Quali sono dunque queste trappole euristiche? Tra le più comuni: familiarità con un itinerario, eccesso di determinazione, ricerca del consenso sociale, aura dell’esperto e istinto gregario o effetto gregge, competitività sociale, scarsità ed euforia, effetto di apprendimento negativo, cementato dalla regola del tutta va bene quando va bene, anche se si esce in condizioni di alto rischio e la tendenza a preferire lo status quo - quando si è sottoposti a scelte difficili e non ci sono risposte giuste ovvie. In tali casi, è prassi comune non prendere decisioni o delegare la scelta ad altri.

Nel caso dei miei quasi - incidenti, le trappole in cui sono caduto sono da ascriversi alla familiarità con l'ambiente, alla proiezione verso terze persone di competenze mie, ma non ovvie in persone di minore esperienza, all'effetto aura (diminuzione dell'attenzione in compagnia di speleo che si ritengono affidabili).

=== DATI FORNITI ===
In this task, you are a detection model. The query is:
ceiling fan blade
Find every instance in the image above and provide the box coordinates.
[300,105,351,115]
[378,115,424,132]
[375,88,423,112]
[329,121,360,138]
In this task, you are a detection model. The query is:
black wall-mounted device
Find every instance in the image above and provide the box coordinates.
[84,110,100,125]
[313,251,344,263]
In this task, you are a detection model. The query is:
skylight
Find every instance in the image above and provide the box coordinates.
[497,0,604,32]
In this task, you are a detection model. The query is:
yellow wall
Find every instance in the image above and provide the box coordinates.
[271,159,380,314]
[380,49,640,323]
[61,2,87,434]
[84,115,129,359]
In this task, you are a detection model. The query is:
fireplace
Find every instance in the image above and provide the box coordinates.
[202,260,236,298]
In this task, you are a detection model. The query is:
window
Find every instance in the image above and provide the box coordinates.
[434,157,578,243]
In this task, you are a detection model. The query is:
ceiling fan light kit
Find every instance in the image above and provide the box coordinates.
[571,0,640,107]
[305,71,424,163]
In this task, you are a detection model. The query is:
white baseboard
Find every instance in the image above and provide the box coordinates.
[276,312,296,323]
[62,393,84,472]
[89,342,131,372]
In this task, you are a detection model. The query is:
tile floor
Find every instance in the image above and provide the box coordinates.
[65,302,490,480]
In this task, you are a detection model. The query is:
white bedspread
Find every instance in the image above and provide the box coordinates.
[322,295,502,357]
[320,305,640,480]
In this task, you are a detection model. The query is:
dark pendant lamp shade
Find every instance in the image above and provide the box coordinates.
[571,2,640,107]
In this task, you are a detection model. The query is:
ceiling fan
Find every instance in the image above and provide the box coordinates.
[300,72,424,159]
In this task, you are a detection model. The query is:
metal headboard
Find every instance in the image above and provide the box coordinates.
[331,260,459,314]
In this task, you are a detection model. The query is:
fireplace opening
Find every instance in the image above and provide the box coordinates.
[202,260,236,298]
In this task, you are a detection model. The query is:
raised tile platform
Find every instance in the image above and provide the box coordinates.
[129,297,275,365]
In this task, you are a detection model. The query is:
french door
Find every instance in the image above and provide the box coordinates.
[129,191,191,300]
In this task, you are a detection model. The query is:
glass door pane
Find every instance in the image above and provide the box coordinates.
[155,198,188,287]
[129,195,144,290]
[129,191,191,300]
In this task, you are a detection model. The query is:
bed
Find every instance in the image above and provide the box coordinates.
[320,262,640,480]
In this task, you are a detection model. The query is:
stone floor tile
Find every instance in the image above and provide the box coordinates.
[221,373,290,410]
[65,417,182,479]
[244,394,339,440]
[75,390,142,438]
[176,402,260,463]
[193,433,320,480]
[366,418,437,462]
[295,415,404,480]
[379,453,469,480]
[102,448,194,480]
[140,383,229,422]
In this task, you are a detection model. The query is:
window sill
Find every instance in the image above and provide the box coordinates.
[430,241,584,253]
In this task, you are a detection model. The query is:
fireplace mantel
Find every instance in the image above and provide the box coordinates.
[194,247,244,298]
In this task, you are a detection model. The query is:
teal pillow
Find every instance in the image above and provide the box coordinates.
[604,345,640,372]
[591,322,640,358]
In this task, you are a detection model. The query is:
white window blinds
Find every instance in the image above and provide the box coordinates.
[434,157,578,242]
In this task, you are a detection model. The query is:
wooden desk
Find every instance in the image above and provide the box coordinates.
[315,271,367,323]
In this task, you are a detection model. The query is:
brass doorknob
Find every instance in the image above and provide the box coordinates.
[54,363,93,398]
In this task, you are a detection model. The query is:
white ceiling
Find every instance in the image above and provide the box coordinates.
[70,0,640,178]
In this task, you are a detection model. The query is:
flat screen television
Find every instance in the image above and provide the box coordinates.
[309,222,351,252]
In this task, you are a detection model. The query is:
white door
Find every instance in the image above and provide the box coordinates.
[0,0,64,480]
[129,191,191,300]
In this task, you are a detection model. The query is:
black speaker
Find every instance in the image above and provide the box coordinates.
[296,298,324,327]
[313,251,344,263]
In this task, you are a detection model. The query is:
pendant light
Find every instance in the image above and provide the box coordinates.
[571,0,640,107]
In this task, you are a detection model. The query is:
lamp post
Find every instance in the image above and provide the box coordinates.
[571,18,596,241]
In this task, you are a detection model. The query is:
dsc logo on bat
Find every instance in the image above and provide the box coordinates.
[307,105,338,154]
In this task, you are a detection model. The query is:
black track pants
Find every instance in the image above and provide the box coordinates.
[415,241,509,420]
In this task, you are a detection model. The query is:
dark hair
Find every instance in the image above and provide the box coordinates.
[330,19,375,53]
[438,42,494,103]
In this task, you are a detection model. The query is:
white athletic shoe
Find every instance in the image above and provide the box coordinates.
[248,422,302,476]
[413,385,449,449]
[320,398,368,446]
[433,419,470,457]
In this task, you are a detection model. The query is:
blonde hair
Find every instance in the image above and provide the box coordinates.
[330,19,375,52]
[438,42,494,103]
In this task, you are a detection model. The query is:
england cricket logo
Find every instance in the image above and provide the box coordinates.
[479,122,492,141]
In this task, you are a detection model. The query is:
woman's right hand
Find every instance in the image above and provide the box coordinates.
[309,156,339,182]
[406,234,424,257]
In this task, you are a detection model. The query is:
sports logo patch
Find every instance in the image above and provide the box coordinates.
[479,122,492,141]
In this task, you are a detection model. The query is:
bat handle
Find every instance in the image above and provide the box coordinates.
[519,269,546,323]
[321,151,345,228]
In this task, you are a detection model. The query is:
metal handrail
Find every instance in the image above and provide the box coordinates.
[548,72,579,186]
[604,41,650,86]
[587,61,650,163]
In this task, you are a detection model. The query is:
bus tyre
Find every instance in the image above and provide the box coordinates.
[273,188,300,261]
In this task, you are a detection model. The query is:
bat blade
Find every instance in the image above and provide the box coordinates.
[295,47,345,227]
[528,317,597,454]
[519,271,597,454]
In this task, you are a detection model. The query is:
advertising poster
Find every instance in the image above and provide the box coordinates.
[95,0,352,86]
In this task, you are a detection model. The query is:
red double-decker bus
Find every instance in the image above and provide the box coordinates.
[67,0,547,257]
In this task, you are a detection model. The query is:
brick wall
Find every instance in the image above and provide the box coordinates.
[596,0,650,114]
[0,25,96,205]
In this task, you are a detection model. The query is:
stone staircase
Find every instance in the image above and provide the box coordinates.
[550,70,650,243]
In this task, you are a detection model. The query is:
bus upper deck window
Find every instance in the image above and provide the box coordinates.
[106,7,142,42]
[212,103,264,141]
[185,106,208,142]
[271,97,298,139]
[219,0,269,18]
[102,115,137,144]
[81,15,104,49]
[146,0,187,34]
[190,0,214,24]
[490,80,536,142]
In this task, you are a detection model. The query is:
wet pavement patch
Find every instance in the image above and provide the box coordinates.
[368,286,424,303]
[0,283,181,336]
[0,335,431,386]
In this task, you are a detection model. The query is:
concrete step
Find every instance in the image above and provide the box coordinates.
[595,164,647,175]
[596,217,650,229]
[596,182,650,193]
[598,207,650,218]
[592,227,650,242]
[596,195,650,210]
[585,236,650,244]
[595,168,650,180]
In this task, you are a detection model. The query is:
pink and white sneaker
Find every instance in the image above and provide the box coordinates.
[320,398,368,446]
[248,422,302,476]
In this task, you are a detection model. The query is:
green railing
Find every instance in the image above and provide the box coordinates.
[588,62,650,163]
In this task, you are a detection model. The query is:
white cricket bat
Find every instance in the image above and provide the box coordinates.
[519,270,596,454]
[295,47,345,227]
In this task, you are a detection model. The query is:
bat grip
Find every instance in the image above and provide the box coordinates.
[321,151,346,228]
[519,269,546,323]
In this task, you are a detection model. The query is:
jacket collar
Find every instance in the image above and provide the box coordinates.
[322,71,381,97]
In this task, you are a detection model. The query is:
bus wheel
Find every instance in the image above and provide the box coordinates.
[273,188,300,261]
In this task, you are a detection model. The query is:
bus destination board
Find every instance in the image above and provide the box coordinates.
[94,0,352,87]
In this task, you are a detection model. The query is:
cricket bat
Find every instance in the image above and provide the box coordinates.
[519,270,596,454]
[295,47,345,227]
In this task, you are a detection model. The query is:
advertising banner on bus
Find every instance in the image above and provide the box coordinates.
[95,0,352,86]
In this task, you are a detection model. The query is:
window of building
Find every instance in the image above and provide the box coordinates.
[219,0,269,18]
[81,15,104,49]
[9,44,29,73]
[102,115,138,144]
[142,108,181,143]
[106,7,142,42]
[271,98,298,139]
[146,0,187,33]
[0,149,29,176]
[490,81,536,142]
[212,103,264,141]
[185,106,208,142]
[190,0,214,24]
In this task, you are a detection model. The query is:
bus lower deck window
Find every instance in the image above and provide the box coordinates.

=== ATTIVITÀ ===
Riprendi l'estratto sulle trappole euristiche, proseguendo dopo la sua ultima frase. Le voci provengono da una fonte diversa dall'estratto.

=== ESERCIZIO SVOLTO ===
È importate saper riconoscere l’incertezza e le eventuali trappole euristiche, durante il processo decisionale e prepararsi ad evitarle, per poter individuare l’azione corretta da eseguire. Gli errori non si manifestano come tali fino a che non causano un incidente.

Se parliamo di didattica, e quindi di corsi di introduzione alla speleologia, l'addestramento consente di acquisire le conoscenze e le capacità necessarie per valutare, ad esempio, quale nodo utilizzare in funzione dell'armo, in serie o parallelo. Ma il solo addestramento, senza l’acquisizione dell’esperienza, può condurre a un falso senso di sicurezza che, inevitabilmente, espone a un maggior rischio.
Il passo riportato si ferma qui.